Provided text
....
Assess how and whether your final conclusions are altered when outliers are included/excluded. This may involve comparing results of significance tests, or it may involve testing the various models on out-of-sample (validation) data.
6. Model your data generating process as completely as possible using a chosen p(y|x). Thus, if your data generating process spits out an outlier every once in a while, then your model should also spit out an outlier every once in a while! You can do this using maximum likelihood and/or Bayesian methods using an appropriate non-normal distribution for Y|X=x (for examples, a t distribution, or a mixture distribution). This will make the predictions of your model match reality, and will make your model more useful for planning, e.g., for exceptions as described above. When you choose an appropriately heavy-tailed distribution for Y, it has the effect of automatically downweighing the outliers in the estimate of the regression function. The resulting model provides the additional benefit of allowing you to predict frequency and size of the outliers (the exceptions).
It is easy to use maximum likelihood estimation with a t-distribution error distribution using PROC MODEL of SAS/ETS and PROC GLIMMIX of SAS/STAT (which also gives you the ability to model repeated measures, hierarchical, and clustering effects simultaneously). To estimate the model "by hand", see my excel spreadsheet under the "nonnormal" tab.
7. Use robust regression methods. "Quantile" is a newer technique that may give you exactly what you want - a picture of the distribution of Y (possibly nonnormal) for each X=x. You can model the median, the 5th percentile (for VaR analysis in Finance, eg), or whatever other quantile you want. Other robust methods include Least Median of Squares (the "LMS" subroutine of SAS/IML), Least Absolute Deviation, median smoothers, and M estimation. See here for details and references.
8. In data mining applications,
sometimes outliers are deleted en masse, for example by deleting 5% of the
observations according to an exceedance
criterion. The goals are somewhat different for data mining vs structural modeling. For data mining, the idea is
to come up with a "black box" that predicts future observations
well. If the 5% rule works for predicting data in the validation sample,
fine. But one should also check other rules, eg,
2%, 10%, 1%, etc. The bottom line for data mining is
"future" predictive accuracy (out-of-sample, not
in-sample). If you are engaged in data mining and not structural
modeling, and if outlier deletion offers
demonstrable improvements in out-of-sample prediction accuracy, then do
it. But even from the data mining standpoint, one might do better using a
more sophisticated tool.
....
Entries supplied
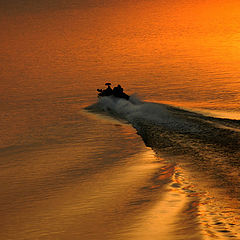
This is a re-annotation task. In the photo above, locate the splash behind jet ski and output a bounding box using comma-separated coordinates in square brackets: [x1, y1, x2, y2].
[97, 83, 129, 100]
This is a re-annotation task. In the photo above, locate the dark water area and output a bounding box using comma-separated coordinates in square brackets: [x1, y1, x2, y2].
[0, 0, 240, 240]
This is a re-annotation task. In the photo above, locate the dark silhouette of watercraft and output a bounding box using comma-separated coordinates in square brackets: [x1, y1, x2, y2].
[97, 83, 129, 100]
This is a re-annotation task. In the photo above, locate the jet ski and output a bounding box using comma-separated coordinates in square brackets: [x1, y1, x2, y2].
[97, 83, 129, 100]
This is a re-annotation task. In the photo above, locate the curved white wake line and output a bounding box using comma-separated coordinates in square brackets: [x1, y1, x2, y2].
[94, 96, 202, 132]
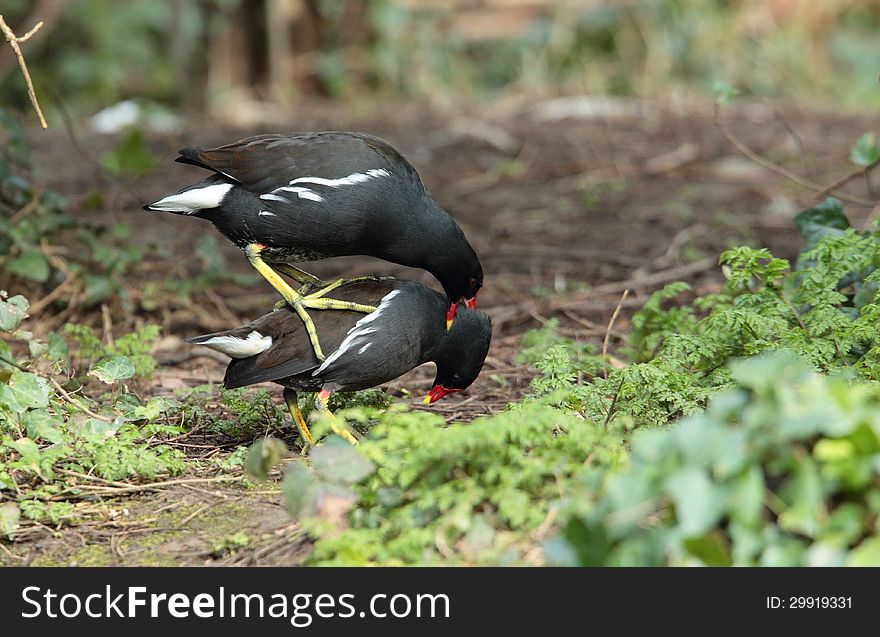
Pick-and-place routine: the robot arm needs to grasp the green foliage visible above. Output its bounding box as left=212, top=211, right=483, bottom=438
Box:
left=549, top=353, right=880, bottom=566
left=0, top=297, right=184, bottom=537
left=849, top=133, right=880, bottom=168
left=285, top=200, right=880, bottom=565
left=64, top=323, right=159, bottom=382
left=302, top=402, right=623, bottom=564
left=100, top=128, right=159, bottom=179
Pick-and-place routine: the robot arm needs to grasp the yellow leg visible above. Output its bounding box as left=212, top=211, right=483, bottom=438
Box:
left=303, top=296, right=376, bottom=314
left=272, top=263, right=321, bottom=285
left=284, top=387, right=315, bottom=445
left=245, top=243, right=376, bottom=361
left=245, top=243, right=324, bottom=361
left=315, top=389, right=357, bottom=445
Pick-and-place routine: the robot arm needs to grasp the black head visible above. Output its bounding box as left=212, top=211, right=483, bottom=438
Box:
left=438, top=243, right=483, bottom=329
left=424, top=303, right=492, bottom=405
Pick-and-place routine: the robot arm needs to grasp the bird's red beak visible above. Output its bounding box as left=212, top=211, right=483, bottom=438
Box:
left=446, top=303, right=458, bottom=332
left=446, top=290, right=480, bottom=332
left=422, top=385, right=461, bottom=405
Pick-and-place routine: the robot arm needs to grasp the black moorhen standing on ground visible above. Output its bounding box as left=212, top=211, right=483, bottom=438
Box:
left=144, top=132, right=483, bottom=360
left=188, top=277, right=492, bottom=443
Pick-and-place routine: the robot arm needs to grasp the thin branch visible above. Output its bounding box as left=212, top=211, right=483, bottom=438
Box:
left=46, top=376, right=113, bottom=422
left=602, top=288, right=629, bottom=378
left=715, top=104, right=875, bottom=208
left=0, top=15, right=49, bottom=130
left=816, top=159, right=880, bottom=201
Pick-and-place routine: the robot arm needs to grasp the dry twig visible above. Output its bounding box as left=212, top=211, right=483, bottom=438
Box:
left=602, top=288, right=629, bottom=378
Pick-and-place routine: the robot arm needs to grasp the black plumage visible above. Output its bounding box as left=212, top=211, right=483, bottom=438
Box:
left=144, top=132, right=483, bottom=308
left=189, top=277, right=492, bottom=402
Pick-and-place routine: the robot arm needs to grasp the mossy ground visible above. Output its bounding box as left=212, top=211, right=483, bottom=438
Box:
left=6, top=483, right=306, bottom=566
left=0, top=106, right=876, bottom=566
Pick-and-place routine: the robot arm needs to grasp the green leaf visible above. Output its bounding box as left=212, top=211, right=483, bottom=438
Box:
left=244, top=436, right=288, bottom=480
left=665, top=467, right=726, bottom=537
left=309, top=442, right=376, bottom=484
left=6, top=249, right=49, bottom=283
left=846, top=535, right=880, bottom=566
left=100, top=128, right=159, bottom=177
left=22, top=409, right=64, bottom=444
left=0, top=502, right=21, bottom=540
left=849, top=133, right=880, bottom=168
left=712, top=80, right=740, bottom=106
left=779, top=456, right=825, bottom=537
left=0, top=369, right=49, bottom=414
left=0, top=292, right=29, bottom=332
left=89, top=356, right=134, bottom=385
left=794, top=197, right=850, bottom=258
left=684, top=530, right=733, bottom=566
left=46, top=332, right=70, bottom=364
left=281, top=462, right=318, bottom=517
left=7, top=438, right=41, bottom=475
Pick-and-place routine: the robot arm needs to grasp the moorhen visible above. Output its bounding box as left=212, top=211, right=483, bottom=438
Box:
left=188, top=277, right=492, bottom=443
left=144, top=132, right=483, bottom=360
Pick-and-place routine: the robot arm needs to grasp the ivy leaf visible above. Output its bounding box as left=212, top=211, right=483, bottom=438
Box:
left=665, top=467, right=727, bottom=537
left=794, top=197, right=850, bottom=260
left=779, top=456, right=825, bottom=537
left=7, top=438, right=41, bottom=475
left=244, top=436, right=287, bottom=480
left=22, top=409, right=64, bottom=444
left=309, top=441, right=376, bottom=484
left=849, top=133, right=880, bottom=168
left=684, top=529, right=733, bottom=566
left=281, top=462, right=318, bottom=517
left=89, top=356, right=134, bottom=385
left=46, top=332, right=70, bottom=364
left=0, top=369, right=49, bottom=414
left=6, top=248, right=49, bottom=283
left=100, top=128, right=159, bottom=177
left=0, top=502, right=21, bottom=540
left=0, top=292, right=29, bottom=332
left=846, top=535, right=880, bottom=566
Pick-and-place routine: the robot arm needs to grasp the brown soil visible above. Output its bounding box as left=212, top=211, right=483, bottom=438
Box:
left=0, top=97, right=875, bottom=565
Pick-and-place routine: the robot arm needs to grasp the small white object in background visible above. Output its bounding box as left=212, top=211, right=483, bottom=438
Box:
left=91, top=100, right=141, bottom=135
left=90, top=100, right=181, bottom=135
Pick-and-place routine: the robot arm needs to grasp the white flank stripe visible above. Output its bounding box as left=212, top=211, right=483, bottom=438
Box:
left=268, top=186, right=324, bottom=203
left=149, top=184, right=232, bottom=215
left=312, top=290, right=400, bottom=376
left=290, top=168, right=391, bottom=188
left=198, top=330, right=272, bottom=358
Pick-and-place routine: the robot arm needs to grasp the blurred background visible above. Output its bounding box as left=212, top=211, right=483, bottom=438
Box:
....
In the outliers text, rewrite the span between "8. In data mining" and "more sophisticated tool.", inclusive, substituting "threshold" for "exceedance". The records can be set aside.

8. In data mining applications,
sometimes outliers are deleted en masse, for example by deleting 5% of the
observations according to an threshold
criterion. The goals are somewhat different for data mining vs structural modeling. For data mining, the idea is
to come up with a "black box" that predicts future observations
well. If the 5% rule works for predicting data in the validation sample,
fine. But one should also check other rules, eg,
2%, 10%, 1%, etc. The bottom line for data mining is
"future" predictive accuracy (out-of-sample, not
in-sample). If you are engaged in data mining and not structural
modeling, and if outlier deletion offers
demonstrable improvements in out-of-sample prediction accuracy, then do
it. But even from the data mining standpoint, one might do better using a
more sophisticated tool.